> **Document text**
These are only a few considerations that come to mind; others
will no
doubt manifest themselves with a passage of time...
”
[26]
The Willis Faber decision (supra)
effectively altered the position as earlier stated in the case of
Rahim v Minister of Justice
1964(4) SA 630(A) in which the Appellate
division had held that an amount of money paid indebiti in mistake of
fact could not be
recovered by means of the condictio indebiti where
the conduct was found to have been ‘’inexcusably slack”.
In
Willis Faber the finding was that mistakes of law and mistakes of
fact should be treated in similar manner.
[27]
In casu, plaintiff called the evidence
of Heather Dietrich, Delmaine McDougall and Alan Wintermeyer. Heather
Dietrich had testified
in the earlier trial and she confirmed and
stood by her evidence at that stage. Heather Dietrich was employed by
the plaintiff
as a regional director.
She
testified that services had been rendered by the plaintiff to the
defendant at the latter’s special instance and request.
[28]
She testified that plaintiff rendered
invoices to defendant monthly and that those had to be accompanied by
an order number which
was generated by defendant’s procurement
department. Later, plaintiff had been issued with a vendor number
which thereafter
served as a form of identification when plaintiff
submitted invoices for payment.
[29]
Delmaine McDougall was employed by
plaintiff as an area manager and her duties entailed visiting various
sites at which plaintiff
rendered services. Some of those sites were
the areas where plaintiff rendered services for defendant. If there
were concerns in
any of the sites, she would see to the resolution
thereof. She had during the cause of business regular meetings with
Gavin Graham
and Alan Annandale who were defendant’s employees
and who functioned as contact persons during the duration of the
relationships
between defendant and plaintiff.
[30]
McDougall testified how she had to
follow up with Gavin Graham where payments were delayed and these
would be resolved in due course
without difficulty.
[31]
Four categories of services were
rendered and these included grounds, gardens and maintenance; office
cleaning; dogs and kennels
and horses and stables. Mcdougall had to
ensure that there were sufficient numbers of people to render these
services in between
shifts or leave of absence by any of the
employees.
[32]
Dietrich’s evidence was largely
supplementary to McDougall’s with regard to the number of
employees on the ground, their
pay and pay increases. She also
testified about how they had to eventually abandon government
business because of difficulties
they had experienced with regard to
settlement of their accounts.
[33]
It is common cause that the services
rendered by plaintiff to defendant particularly for the period 2005
to 2009 were rendered without
the existence of a valid written
contract. In that regard the requirement that the enrichment must be
unjustified or sine causa
is satisfied without much ado.

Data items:
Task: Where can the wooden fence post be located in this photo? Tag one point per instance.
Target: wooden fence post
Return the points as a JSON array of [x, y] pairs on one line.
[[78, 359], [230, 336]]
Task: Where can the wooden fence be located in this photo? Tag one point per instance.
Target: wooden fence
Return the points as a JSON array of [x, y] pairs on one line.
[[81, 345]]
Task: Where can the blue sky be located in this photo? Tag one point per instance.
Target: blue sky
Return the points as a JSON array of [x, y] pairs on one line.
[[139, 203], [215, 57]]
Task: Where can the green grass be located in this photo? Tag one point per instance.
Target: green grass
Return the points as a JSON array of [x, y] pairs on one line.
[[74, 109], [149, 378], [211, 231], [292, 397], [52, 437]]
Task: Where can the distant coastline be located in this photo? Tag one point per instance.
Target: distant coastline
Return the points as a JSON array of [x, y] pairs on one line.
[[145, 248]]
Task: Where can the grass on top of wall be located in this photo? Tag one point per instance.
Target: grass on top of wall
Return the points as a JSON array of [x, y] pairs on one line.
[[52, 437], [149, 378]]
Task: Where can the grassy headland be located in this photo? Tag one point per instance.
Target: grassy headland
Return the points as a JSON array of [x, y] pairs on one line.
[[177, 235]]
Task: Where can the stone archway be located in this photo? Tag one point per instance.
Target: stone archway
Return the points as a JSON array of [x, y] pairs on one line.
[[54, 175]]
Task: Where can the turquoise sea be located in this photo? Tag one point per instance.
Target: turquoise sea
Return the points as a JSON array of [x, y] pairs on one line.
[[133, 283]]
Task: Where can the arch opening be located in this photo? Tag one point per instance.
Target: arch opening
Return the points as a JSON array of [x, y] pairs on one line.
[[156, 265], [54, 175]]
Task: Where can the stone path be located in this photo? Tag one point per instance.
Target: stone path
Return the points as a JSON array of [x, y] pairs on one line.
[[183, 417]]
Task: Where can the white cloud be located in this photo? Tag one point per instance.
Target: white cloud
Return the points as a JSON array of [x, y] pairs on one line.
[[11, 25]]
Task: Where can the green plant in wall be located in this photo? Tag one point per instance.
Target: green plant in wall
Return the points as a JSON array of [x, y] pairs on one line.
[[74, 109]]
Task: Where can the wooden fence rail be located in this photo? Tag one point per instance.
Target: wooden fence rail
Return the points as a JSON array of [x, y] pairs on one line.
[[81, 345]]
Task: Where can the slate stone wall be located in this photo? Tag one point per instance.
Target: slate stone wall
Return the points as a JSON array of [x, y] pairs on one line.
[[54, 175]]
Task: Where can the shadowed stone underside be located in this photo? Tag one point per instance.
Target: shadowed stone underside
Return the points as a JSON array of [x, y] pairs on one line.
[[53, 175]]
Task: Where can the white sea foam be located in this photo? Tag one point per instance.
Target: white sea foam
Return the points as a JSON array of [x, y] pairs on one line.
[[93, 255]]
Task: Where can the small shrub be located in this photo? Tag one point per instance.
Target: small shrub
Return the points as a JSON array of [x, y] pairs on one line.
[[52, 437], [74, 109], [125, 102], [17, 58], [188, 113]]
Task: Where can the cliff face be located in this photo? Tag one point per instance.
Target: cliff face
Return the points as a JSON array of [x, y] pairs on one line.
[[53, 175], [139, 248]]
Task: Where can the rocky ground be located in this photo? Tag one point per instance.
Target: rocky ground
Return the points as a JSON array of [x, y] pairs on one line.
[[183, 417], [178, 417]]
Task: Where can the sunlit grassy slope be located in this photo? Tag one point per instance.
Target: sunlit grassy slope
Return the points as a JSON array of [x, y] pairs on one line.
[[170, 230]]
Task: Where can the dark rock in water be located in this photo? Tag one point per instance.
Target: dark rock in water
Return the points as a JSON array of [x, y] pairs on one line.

> **Given request A**
Answer these questions using the judgment text:
(i) What position did Heather Dietrich hold with the plaintiff?
(ii) Which two employees of the defendant acted as contact persons between the parties?
(iii) For what period were services rendered without a valid written contract?
> **Given request B**
Continue the judgment text from its last sentence, carrying on the court's reasoning.

> **Task result A**
(i) Regional director.
(ii) Gavin Graham and Alan Annandale.
(iii) 2005 to 2009.

> **Task result B**
[34]
Regarding the other elements, namely,
defendant’s enrichment, plaintiff’s impoverishment and
whether or not defendant’s
enrichment was at the expense of the
plaintiff, these are more particularly dealt with in the discussion
of the evidence of Alan
Wintermeyer who was plaintiff’s
accountant and who was called to testify in this regard and the
evidence of Rhajan Silal
'who was called by the defendant.
[35]
In an enrichment action, the primary
claim is a claim for the retransfer of the property if that is
possible. The quantum of the
enrichment claim is established by
determining the extent of the impoverishment and the extent of the
enrichment. The impoverished
party is then entitled to the lesser of
the two amounts so determined
5
.
[36]
One of the categories of enrichment
which the learned authors refer to is one where there is a
non-decrease in the assets or patrimony
where a decrease would have
taken place but for the enrichment.
[37]
In casu the evidence showed that animals
such as horses and dogs were a costly asset to the city in which huge
efforts are invested
not only to ensure that they are trained to the
required standard but also that they are kept in a hygienic and clean
environment.
The evidence showed that the service was rendered on a
continuous basis all year round. Needless to say, had there been any
interruption
of the service of maintaining these assets in a good
state there would have been an
immediate and serious decrease
in the city’s assets or patrimony. According to the evidence
before me this never occurred.
[38]
Allan Wintermeyer was called by
plaintiff to give direct evidence as plaintiff’s accountant and
expert evidence as far as
his qualifications and experience would
support such expert evidence. He stated that he was a B.Compt Honours
and Certificate in
the Theory of Accounting graduate who possessed
years of experience as an accountant for large companies. He
confirmed that in
terms of the expert notice filed he was responsible
for the administration function for the North and South Gauteng
regions ’which
comprise 60 percent of plaintiff's turnover, the
total of which is closely approaching R1 billion.
[39]
Cost accounting formed part of his
studies and was also an important component of the operational side
of plaintiff’s services.
He was involved with the defendant
from the accounting point of view and was ultimately responsible for
the billing and collection
of accounts. His department was also
responsible for payment of wages and the allocation of payments from
the customer.
[40]
In considering Wintermeyer’s
evidence I have had to consider the cautionary statement of the law
in the case of Singh v Ebrahim
All South African Law Reports July(2)
2010 210(3) All SA 187
D para 34.
‘
The
general approach to expert evidence is trite. Receiving the opinion
of an expert is an exception to the basic rule that opinion
evidence
is in admissible-
Ruto
Flour Mills Ltd v Adelson(1) 1958(4) SA 235 (T) at 237A
[also
reported at
[1958]
4 All SA 198(T)~ed]
and R v David 1962(3) SA 305 (SR) at 306H
Ultimately,
it is for the Court to decide whether an opinion is in fact correct
to be relied upon- see
Van
Wyk v Lewis
1924 AD 438
at 448, R v Mbongwe
1954 (3)
SA
1016(T)
at 1019 and S v Gouws
1967 (4) SA 527(E)
at 528D
[also
reported at
[1967]
4 All SA
438(E)-Ed]
”
..................................................................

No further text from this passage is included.